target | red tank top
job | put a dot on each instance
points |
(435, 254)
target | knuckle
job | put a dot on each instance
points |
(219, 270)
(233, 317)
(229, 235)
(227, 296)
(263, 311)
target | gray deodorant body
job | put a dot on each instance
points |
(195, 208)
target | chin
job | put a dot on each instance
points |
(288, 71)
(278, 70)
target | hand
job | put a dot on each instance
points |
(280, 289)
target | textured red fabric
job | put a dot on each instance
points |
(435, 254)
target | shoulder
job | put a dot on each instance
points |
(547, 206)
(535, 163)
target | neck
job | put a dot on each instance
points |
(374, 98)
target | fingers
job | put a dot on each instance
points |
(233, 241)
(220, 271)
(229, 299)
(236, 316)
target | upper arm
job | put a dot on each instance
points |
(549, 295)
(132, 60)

_ _ _ _ _

PROBLEM DESCRIPTION -
State how many lines of the listing above include the word "target". Give nothing but the number.

RESPONSE -
10